• _DATA EXTRACT_
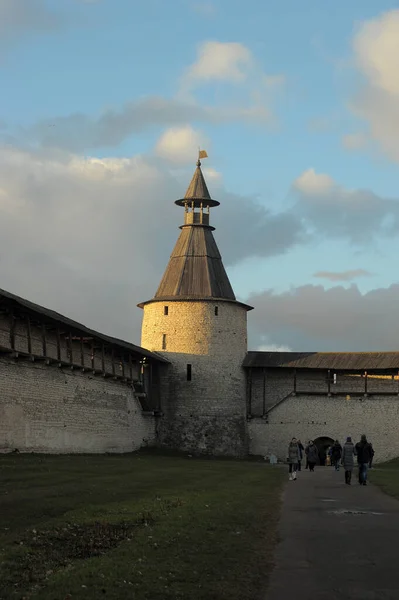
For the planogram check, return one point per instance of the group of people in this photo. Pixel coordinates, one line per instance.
(340, 455)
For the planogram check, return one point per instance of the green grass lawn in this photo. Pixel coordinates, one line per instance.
(386, 476)
(141, 526)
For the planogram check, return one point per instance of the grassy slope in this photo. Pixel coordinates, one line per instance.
(137, 526)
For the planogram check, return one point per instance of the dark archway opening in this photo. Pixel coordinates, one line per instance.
(323, 444)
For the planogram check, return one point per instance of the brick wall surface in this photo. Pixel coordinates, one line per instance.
(50, 409)
(208, 412)
(310, 417)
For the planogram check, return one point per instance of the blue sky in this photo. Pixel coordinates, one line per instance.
(323, 95)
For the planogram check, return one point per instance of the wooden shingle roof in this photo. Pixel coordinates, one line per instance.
(340, 361)
(195, 270)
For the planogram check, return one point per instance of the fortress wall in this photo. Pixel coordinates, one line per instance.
(310, 417)
(51, 409)
(206, 414)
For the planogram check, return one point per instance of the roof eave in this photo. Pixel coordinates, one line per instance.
(194, 299)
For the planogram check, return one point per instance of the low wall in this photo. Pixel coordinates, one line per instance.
(310, 417)
(58, 410)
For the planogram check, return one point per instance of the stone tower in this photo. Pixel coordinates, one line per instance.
(195, 321)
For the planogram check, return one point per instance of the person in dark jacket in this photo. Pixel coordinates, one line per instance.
(312, 455)
(301, 452)
(306, 455)
(372, 455)
(364, 455)
(336, 453)
(293, 459)
(348, 460)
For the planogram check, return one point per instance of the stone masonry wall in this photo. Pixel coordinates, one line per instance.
(206, 414)
(310, 417)
(51, 409)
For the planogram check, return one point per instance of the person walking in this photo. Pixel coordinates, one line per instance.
(336, 453)
(372, 455)
(364, 455)
(306, 455)
(293, 459)
(347, 459)
(301, 451)
(312, 455)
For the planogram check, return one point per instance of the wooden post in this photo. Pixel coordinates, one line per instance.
(264, 391)
(82, 353)
(29, 332)
(12, 329)
(123, 365)
(113, 360)
(249, 392)
(58, 344)
(44, 342)
(149, 393)
(70, 348)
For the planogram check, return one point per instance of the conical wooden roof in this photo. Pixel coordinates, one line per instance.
(195, 268)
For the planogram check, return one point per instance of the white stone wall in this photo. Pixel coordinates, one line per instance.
(59, 410)
(310, 417)
(207, 413)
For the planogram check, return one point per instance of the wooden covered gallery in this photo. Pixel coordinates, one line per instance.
(272, 377)
(61, 377)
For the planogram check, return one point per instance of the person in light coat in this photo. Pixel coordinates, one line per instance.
(348, 459)
(312, 455)
(293, 459)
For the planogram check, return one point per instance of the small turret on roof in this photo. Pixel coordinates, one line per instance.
(195, 269)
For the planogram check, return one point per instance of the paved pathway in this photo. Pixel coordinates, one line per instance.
(325, 554)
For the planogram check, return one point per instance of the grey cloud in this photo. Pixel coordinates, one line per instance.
(311, 318)
(359, 216)
(79, 132)
(343, 275)
(91, 239)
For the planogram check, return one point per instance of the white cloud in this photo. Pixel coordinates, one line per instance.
(180, 144)
(312, 183)
(342, 275)
(206, 9)
(331, 210)
(228, 61)
(311, 318)
(376, 55)
(354, 141)
(90, 237)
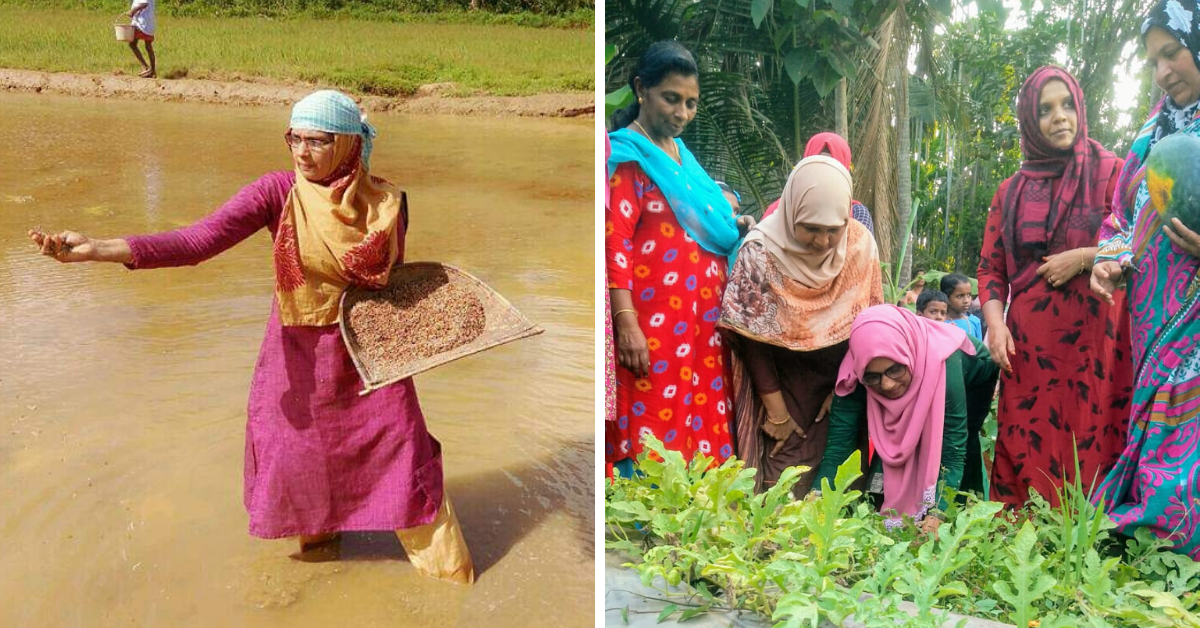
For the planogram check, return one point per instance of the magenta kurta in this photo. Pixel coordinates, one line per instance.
(319, 458)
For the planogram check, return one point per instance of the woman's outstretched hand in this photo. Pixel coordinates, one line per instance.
(70, 246)
(1000, 345)
(65, 246)
(1104, 279)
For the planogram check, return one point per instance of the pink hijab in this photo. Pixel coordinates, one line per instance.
(835, 144)
(906, 431)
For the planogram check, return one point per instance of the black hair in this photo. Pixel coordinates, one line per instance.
(929, 297)
(952, 281)
(659, 60)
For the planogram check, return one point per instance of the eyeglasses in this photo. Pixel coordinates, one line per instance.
(315, 144)
(894, 372)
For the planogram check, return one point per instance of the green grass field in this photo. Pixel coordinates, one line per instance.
(367, 57)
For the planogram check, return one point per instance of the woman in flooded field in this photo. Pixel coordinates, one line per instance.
(319, 458)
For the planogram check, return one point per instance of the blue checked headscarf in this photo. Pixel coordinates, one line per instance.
(699, 204)
(334, 112)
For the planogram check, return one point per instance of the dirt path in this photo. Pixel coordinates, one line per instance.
(429, 100)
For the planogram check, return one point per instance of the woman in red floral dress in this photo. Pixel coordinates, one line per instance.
(669, 233)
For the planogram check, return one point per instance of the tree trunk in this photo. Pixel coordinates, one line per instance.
(839, 102)
(904, 157)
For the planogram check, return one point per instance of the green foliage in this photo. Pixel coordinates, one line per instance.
(363, 57)
(766, 71)
(803, 562)
(357, 9)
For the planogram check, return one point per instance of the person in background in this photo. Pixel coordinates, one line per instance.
(933, 305)
(918, 287)
(143, 19)
(833, 145)
(744, 222)
(981, 374)
(957, 288)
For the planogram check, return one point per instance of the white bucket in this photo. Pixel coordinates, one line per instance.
(124, 31)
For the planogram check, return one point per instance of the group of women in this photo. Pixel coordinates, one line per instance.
(775, 346)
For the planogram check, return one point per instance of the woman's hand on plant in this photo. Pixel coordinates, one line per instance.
(1183, 237)
(65, 246)
(633, 352)
(825, 408)
(780, 431)
(1061, 268)
(1104, 279)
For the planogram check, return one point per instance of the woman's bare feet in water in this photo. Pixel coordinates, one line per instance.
(318, 548)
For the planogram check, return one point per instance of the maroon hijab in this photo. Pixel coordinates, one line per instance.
(1035, 214)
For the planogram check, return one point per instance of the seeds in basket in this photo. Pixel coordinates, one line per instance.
(413, 321)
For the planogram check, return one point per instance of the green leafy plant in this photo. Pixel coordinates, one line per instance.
(699, 534)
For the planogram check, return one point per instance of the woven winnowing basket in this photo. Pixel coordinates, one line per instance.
(503, 323)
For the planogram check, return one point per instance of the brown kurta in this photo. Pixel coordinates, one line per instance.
(804, 378)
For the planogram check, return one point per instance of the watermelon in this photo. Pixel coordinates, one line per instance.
(1173, 179)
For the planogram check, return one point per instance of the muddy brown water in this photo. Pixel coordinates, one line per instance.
(123, 394)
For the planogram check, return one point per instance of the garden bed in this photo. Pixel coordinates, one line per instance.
(705, 543)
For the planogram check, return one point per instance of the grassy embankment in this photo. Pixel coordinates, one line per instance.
(390, 54)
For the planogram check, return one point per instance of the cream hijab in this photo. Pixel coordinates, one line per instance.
(817, 192)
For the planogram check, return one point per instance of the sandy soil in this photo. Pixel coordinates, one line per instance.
(429, 100)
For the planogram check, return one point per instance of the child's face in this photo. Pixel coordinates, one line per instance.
(960, 300)
(934, 311)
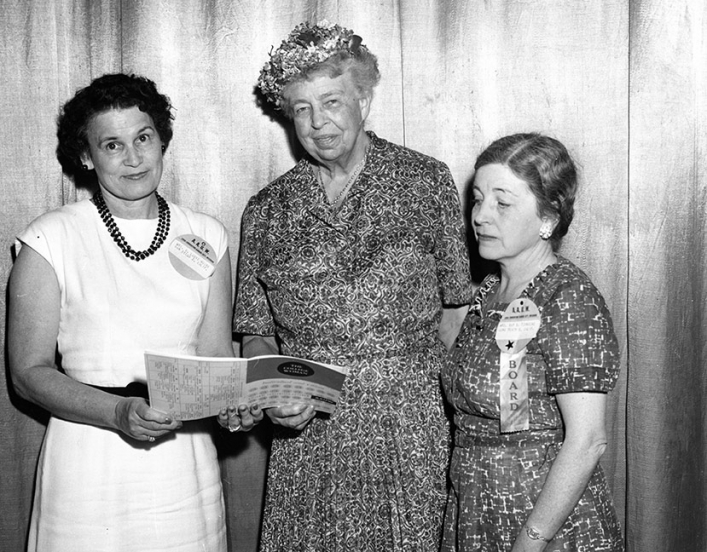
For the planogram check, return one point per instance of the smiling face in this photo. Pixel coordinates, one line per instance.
(125, 150)
(328, 114)
(505, 216)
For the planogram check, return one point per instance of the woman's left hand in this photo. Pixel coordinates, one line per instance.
(243, 419)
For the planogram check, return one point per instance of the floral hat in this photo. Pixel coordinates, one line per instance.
(306, 46)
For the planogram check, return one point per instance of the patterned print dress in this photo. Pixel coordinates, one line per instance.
(362, 287)
(496, 478)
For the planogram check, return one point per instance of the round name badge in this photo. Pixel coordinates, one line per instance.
(192, 257)
(519, 324)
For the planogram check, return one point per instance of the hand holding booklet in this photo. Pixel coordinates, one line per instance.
(191, 387)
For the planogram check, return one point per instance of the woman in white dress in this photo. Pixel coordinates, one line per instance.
(97, 282)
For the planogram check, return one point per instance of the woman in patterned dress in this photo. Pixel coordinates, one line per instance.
(354, 257)
(95, 281)
(530, 370)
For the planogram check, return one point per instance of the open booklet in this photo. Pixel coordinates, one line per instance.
(191, 387)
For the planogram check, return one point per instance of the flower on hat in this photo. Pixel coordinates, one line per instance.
(307, 45)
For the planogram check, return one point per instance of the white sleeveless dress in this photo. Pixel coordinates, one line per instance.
(97, 489)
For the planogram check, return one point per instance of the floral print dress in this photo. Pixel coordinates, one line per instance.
(497, 477)
(363, 287)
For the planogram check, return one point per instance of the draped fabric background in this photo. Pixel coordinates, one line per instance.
(622, 84)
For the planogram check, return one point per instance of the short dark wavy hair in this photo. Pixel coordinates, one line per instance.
(548, 169)
(112, 91)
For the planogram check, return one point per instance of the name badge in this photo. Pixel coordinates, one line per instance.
(192, 257)
(518, 326)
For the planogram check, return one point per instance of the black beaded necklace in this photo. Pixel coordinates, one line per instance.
(129, 252)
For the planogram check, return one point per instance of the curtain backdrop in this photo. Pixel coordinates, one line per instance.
(622, 84)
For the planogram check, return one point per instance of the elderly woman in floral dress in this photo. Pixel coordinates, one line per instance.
(529, 373)
(354, 257)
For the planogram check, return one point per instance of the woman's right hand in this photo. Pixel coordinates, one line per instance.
(136, 419)
(294, 416)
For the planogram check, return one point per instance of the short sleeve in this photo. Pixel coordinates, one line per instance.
(252, 313)
(578, 342)
(451, 251)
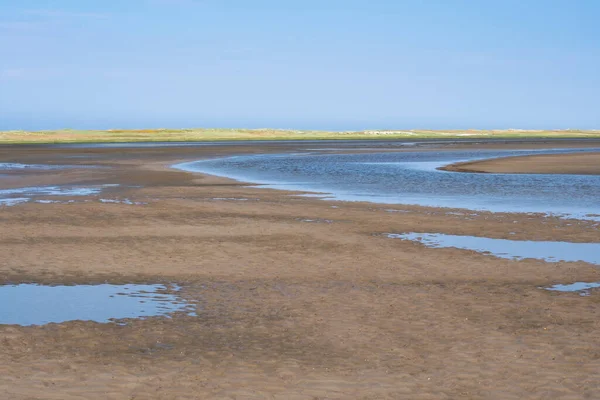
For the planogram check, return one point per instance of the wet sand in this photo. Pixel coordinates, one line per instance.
(577, 164)
(287, 309)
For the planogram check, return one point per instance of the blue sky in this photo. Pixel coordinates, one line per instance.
(306, 64)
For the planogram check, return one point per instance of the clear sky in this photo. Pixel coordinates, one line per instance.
(306, 64)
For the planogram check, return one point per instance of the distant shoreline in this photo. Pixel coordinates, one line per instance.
(211, 135)
(572, 164)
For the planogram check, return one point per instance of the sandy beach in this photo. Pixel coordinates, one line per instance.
(297, 298)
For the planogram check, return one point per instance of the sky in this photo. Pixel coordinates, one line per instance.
(300, 64)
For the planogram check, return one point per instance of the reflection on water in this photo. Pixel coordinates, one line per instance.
(511, 249)
(12, 197)
(18, 166)
(30, 304)
(412, 178)
(582, 287)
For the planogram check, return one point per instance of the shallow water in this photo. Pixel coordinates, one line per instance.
(510, 249)
(412, 178)
(582, 287)
(30, 304)
(18, 166)
(12, 197)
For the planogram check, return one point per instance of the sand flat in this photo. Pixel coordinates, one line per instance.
(575, 164)
(288, 309)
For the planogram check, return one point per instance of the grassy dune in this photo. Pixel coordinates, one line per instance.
(200, 134)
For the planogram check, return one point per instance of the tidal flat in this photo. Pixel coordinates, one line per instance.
(287, 307)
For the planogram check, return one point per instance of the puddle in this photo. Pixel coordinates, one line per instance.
(123, 201)
(229, 198)
(13, 201)
(11, 197)
(413, 178)
(318, 220)
(18, 166)
(31, 304)
(510, 249)
(582, 287)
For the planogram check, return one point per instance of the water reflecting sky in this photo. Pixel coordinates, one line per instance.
(412, 178)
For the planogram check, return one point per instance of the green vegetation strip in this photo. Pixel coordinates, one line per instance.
(199, 135)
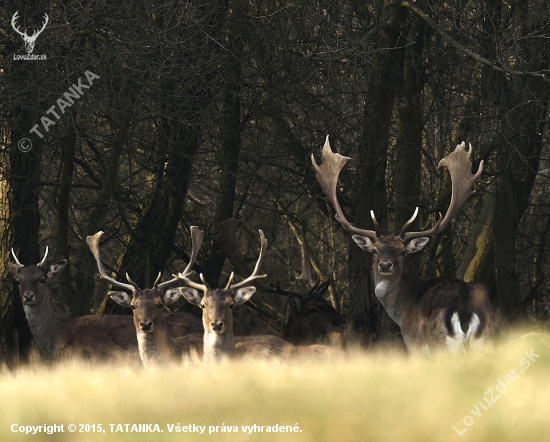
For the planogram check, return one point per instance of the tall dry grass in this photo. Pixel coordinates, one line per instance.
(358, 397)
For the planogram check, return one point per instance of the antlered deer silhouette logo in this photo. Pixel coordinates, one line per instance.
(28, 39)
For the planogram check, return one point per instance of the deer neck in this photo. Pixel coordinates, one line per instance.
(217, 345)
(393, 293)
(45, 324)
(154, 346)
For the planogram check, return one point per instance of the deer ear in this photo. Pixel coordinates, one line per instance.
(56, 268)
(121, 298)
(191, 295)
(243, 295)
(171, 296)
(364, 242)
(14, 269)
(417, 244)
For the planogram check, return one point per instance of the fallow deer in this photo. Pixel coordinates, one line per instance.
(433, 313)
(312, 319)
(157, 337)
(217, 309)
(59, 335)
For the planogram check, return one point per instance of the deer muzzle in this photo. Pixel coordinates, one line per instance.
(146, 326)
(218, 327)
(29, 298)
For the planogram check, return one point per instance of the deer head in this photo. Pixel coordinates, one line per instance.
(218, 304)
(146, 304)
(29, 40)
(33, 279)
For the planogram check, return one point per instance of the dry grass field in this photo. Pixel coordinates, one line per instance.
(498, 394)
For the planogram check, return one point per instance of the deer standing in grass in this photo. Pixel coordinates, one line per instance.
(217, 309)
(58, 335)
(156, 337)
(312, 318)
(434, 313)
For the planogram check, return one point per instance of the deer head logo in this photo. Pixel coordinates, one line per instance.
(28, 39)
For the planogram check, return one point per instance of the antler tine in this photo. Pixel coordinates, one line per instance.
(197, 238)
(228, 285)
(155, 285)
(15, 258)
(43, 259)
(131, 282)
(327, 176)
(459, 164)
(13, 20)
(376, 225)
(36, 33)
(204, 281)
(93, 244)
(408, 223)
(254, 275)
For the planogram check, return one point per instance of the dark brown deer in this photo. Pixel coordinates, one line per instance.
(217, 310)
(157, 336)
(312, 318)
(58, 335)
(434, 313)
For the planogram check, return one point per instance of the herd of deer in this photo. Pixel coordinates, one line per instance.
(440, 312)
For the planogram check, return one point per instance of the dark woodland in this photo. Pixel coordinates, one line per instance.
(195, 113)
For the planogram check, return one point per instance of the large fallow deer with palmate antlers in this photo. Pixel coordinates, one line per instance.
(157, 336)
(62, 336)
(434, 313)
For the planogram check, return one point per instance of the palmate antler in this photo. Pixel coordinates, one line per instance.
(327, 176)
(459, 165)
(457, 162)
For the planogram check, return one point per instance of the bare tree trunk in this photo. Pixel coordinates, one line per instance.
(370, 179)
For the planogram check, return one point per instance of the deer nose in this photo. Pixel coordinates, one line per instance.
(146, 326)
(29, 297)
(217, 326)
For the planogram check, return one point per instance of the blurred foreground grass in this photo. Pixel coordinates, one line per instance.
(358, 397)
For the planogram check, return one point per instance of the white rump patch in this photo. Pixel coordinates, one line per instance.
(456, 343)
(472, 329)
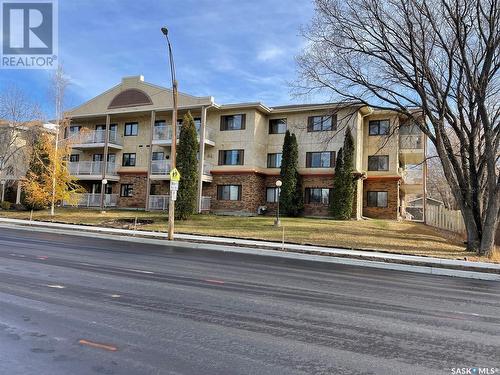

• _TASK GOAL_
All pictures should be dropped; the lines from the one containing "the white rump" through the last line of the material are to be set down exactly.

• _TASK SOLUTION_
For the planogram check, return one point per instance of the white rump patch in this photo. Pixel coordinates, one line per instance.
(456, 343)
(472, 329)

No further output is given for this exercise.